# Goal of the exercise
Recast the lines of the items below as a numbered list, from the line containing "trace: white rose bush" through the line containing "Now the white", inclusive, leaving out blank lines.
[start Data provided]
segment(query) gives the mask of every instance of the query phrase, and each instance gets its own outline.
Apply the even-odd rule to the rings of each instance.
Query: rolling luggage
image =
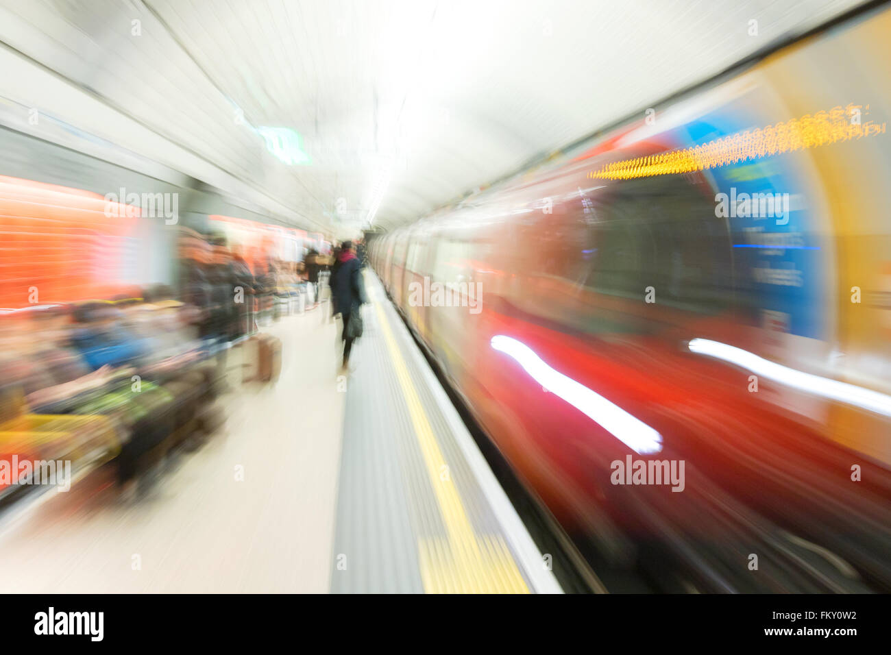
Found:
[[[282,340],[270,334],[255,334],[249,340],[245,353],[256,353],[256,366],[249,365],[244,381],[274,382],[282,372]]]

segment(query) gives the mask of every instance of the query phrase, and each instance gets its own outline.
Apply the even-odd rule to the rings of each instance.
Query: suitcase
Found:
[[[248,348],[246,352],[257,353],[257,365],[252,368],[250,377],[245,380],[257,381],[259,382],[274,382],[279,378],[282,372],[282,340],[271,334],[255,334],[250,338],[249,346],[255,347]]]

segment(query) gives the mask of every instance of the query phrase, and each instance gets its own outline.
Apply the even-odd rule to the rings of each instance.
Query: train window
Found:
[[[625,183],[601,209],[585,285],[601,293],[642,298],[715,313],[732,291],[726,224],[708,198],[681,178]]]

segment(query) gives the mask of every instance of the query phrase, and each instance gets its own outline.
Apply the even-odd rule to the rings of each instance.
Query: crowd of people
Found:
[[[317,299],[327,265],[318,253],[249,264],[223,234],[181,228],[175,286],[6,311],[0,460],[65,459],[75,471],[113,461],[135,487],[171,448],[216,430],[226,352],[307,281]],[[0,503],[20,488],[0,481]]]

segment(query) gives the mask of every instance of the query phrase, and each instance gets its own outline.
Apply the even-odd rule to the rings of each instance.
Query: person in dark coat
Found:
[[[362,280],[362,268],[356,256],[356,249],[351,242],[344,242],[340,247],[337,264],[331,273],[331,303],[334,314],[339,314],[343,318],[343,364],[341,368],[347,370],[349,353],[353,348],[353,339],[347,333],[349,316],[353,312],[358,312],[359,307],[368,302],[365,297],[365,285]]]
[[[311,248],[307,253],[307,280],[313,285],[313,298],[315,302],[319,301],[319,273],[322,266],[319,265],[319,253],[315,248]]]

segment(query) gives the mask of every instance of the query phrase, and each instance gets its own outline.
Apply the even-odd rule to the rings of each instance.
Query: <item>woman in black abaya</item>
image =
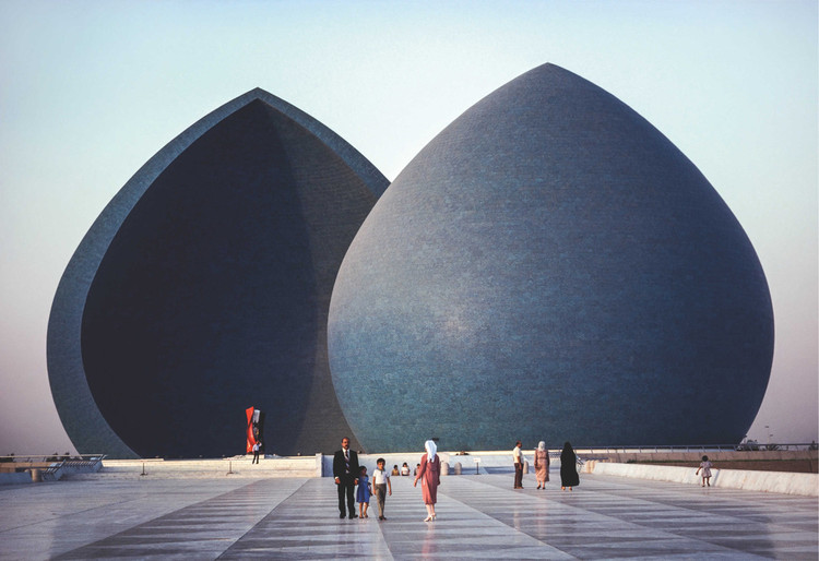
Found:
[[[563,451],[560,453],[560,489],[565,491],[568,487],[571,491],[572,487],[579,485],[578,456],[574,454],[571,444],[567,441],[563,444]]]

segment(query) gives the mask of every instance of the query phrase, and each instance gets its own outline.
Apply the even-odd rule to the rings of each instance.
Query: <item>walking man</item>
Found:
[[[514,450],[512,450],[512,461],[514,461],[514,488],[523,489],[523,453],[521,446],[523,444],[519,440],[514,443]]]
[[[358,454],[349,450],[349,439],[342,439],[342,449],[333,456],[333,476],[339,488],[339,512],[343,518],[347,512],[349,517],[356,517],[355,488],[358,485]],[[345,511],[346,497],[346,511]]]

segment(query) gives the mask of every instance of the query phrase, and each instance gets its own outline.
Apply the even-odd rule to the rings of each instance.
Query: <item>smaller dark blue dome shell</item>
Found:
[[[737,442],[773,313],[700,171],[545,64],[459,117],[379,200],[333,289],[329,353],[370,450]]]

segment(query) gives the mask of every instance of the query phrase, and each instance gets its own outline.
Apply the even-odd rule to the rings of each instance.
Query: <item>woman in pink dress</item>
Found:
[[[428,440],[424,447],[427,449],[427,453],[420,456],[420,467],[418,474],[415,476],[413,487],[418,485],[420,479],[420,490],[424,496],[424,504],[427,508],[427,517],[424,522],[432,522],[435,520],[435,503],[438,501],[438,485],[441,482],[441,459],[436,454],[438,450],[435,442]]]
[[[538,489],[546,489],[546,481],[549,480],[549,451],[546,450],[544,441],[541,441],[535,450],[535,479]]]

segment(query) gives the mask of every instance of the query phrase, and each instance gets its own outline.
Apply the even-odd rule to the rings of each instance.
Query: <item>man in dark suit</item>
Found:
[[[339,487],[339,512],[343,518],[346,514],[344,511],[344,496],[347,496],[347,511],[349,517],[356,517],[355,508],[355,488],[358,485],[358,454],[349,450],[349,439],[342,439],[342,449],[333,456],[333,476],[335,485]]]

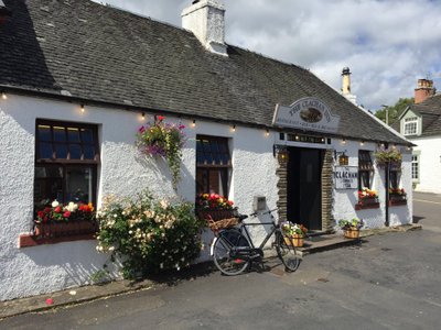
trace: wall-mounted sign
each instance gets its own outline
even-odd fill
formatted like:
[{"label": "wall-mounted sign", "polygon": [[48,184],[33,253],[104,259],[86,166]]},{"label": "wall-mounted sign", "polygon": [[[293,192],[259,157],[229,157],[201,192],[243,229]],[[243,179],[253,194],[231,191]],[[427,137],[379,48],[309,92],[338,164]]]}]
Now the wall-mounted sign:
[{"label": "wall-mounted sign", "polygon": [[335,166],[334,182],[335,182],[335,189],[357,189],[358,188],[358,167],[357,166]]},{"label": "wall-mounted sign", "polygon": [[340,117],[331,113],[330,108],[318,98],[303,98],[290,107],[277,105],[272,124],[309,131],[335,133]]}]

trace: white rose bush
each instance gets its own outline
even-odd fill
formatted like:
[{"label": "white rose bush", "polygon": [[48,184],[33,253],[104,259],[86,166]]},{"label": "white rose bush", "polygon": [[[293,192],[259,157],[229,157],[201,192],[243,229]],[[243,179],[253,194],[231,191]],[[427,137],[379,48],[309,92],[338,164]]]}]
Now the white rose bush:
[{"label": "white rose bush", "polygon": [[149,191],[133,199],[107,197],[97,212],[97,251],[122,261],[125,278],[189,266],[201,252],[205,221],[194,205],[155,200]]}]

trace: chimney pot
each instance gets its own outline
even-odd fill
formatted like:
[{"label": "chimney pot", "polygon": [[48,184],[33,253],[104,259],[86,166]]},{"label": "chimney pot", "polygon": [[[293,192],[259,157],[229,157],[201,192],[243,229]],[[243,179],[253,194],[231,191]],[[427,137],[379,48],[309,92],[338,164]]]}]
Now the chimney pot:
[{"label": "chimney pot", "polygon": [[417,88],[415,89],[415,103],[421,103],[427,98],[434,96],[433,80],[418,79]]},{"label": "chimney pot", "polygon": [[190,30],[212,53],[228,56],[225,44],[225,9],[220,0],[194,0],[181,14],[182,28]]}]

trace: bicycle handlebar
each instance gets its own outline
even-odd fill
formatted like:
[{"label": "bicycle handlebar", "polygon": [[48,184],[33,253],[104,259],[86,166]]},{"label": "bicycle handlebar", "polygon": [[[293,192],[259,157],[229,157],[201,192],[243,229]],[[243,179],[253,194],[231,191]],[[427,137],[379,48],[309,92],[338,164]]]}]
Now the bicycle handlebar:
[end Data provided]
# Response to this exercise
1. trace: white rose bush
2. each instance gets its own outline
3. even-odd fill
4. formatted like:
5. [{"label": "white rose bush", "polygon": [[48,184],[33,253],[104,259],[86,166]]},{"label": "white rose bush", "polygon": [[[293,192],[259,157],[229,157],[201,192],[243,229]],[[243,179],[253,194],[231,191]],[[427,137],[379,48],[309,92],[338,164]]]}]
6. Now the white rose bush:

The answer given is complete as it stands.